Gmina Poświętne is a rural gmina (administrative district) in Białystok County, Podlaskie Voivodeship, in north-eastern Poland. Its seat is the village of Poświętne, which lies approximately 32 km south-west of the regional capital Białystok.

The gmina covers an area of 114.33 km2, and as of 2006 its total population is 3,761.

==Villages==
Gmina Poświętne contains the villages and settlements of Bielsk Podlaski, Brzozowo Stare, Brzozowo-Antonie, Brzozowo-Chabdy, Brzozowo-Chrzczonki, Brzozowo-Chrzczony, Brzozowo-Korabie, Brzozowo-Muzyły, Brzozowo-Panki, Brzozowo-Solniki, Chomizna, Dzierżki, Dzierżki-Ząbki, Gabrysin, Gołębie, Grochy, Józefin, Kamińskie Jaski, Kamińskie Ocioski, Kamińskie Pliszki, Kamińskie Wiktory, Kuran, Liza Nowa, Liza Stara, Łukawica, Marynki, Ostrów, Pietkowo, Pietkowo Drugie, Porośl-Głuchy, Porośl-Wojsławy, Stoczek, Turek, Wilkowo Nowe, Wilkowo Stare, Wołkuny, Zdrody Nowe and Zdrody Stare.

==Neighbouring gminas==
Gmina Poświętne is bordered by the gminy of Brańsk, Łapy, Nowe Piekuty, Sokoły, Suraż and Wyszki.

## TASK BRIEF
Reproduce the Gmina Poświętne article word for word between "The gmina covers" and "Suraż and Wyszki.", inclusive. Work from the Gmina Poświętne article alone.

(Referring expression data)
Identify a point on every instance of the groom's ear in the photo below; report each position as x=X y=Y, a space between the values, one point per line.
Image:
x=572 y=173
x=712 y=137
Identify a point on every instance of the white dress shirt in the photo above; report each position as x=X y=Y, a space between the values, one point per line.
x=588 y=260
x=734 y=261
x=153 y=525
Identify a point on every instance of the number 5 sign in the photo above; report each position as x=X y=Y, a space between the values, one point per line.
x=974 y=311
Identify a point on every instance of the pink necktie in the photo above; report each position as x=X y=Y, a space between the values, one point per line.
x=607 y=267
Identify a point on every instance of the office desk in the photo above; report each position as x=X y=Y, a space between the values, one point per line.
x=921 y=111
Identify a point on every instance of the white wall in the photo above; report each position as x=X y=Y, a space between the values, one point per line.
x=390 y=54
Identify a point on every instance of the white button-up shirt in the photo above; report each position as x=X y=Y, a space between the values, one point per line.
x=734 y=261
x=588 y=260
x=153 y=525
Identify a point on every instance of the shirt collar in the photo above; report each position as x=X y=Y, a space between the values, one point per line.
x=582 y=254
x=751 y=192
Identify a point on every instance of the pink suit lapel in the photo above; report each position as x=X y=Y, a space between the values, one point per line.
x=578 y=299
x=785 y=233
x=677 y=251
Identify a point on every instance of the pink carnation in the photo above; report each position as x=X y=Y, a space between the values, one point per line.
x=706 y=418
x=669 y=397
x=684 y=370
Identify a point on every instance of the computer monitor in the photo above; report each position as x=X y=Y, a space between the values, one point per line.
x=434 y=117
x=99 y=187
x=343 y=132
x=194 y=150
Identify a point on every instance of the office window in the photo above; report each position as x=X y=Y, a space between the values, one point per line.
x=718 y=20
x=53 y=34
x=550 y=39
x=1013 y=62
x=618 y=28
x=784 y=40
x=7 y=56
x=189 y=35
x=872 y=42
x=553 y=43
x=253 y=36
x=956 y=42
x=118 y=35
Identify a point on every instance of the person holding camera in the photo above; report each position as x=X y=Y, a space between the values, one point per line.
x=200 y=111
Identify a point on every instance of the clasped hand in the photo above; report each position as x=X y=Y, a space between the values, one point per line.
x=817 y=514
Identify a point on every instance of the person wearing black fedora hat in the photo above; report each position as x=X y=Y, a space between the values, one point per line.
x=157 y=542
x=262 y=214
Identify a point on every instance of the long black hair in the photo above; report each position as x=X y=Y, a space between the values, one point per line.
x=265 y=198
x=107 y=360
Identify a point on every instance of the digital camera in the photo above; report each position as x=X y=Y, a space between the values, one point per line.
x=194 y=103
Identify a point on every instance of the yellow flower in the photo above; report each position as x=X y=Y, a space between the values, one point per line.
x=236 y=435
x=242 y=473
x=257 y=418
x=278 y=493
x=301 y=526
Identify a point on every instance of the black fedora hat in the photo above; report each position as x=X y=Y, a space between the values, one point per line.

## COMPLETED TASK
The gmina covers an area of 114.33 km2, and as of 2006 its total population is 3,761.

==Villages==
Gmina Poświętne contains the villages and settlements of Bielsk Podlaski, Brzozowo Stare, Brzozowo-Antonie, Brzozowo-Chabdy, Brzozowo-Chrzczonki, Brzozowo-Chrzczony, Brzozowo-Korabie, Brzozowo-Muzyły, Brzozowo-Panki, Brzozowo-Solniki, Chomizna, Dzierżki, Dzierżki-Ząbki, Gabrysin, Gołębie, Grochy, Józefin, Kamińskie Jaski, Kamińskie Ocioski, Kamińskie Pliszki, Kamińskie Wiktory, Kuran, Liza Nowa, Liza Stara, Łukawica, Marynki, Ostrów, Pietkowo, Pietkowo Drugie, Porośl-Głuchy, Porośl-Wojsławy, Stoczek, Turek, Wilkowo Nowe, Wilkowo Stare, Wołkuny, Zdrody Nowe and Zdrody Stare.

==Neighbouring gminas==
Gmina Poświętne is bordered by the gminy of Brańsk, Łapy, Nowe Piekuty, Sokoły, Suraż and Wyszki.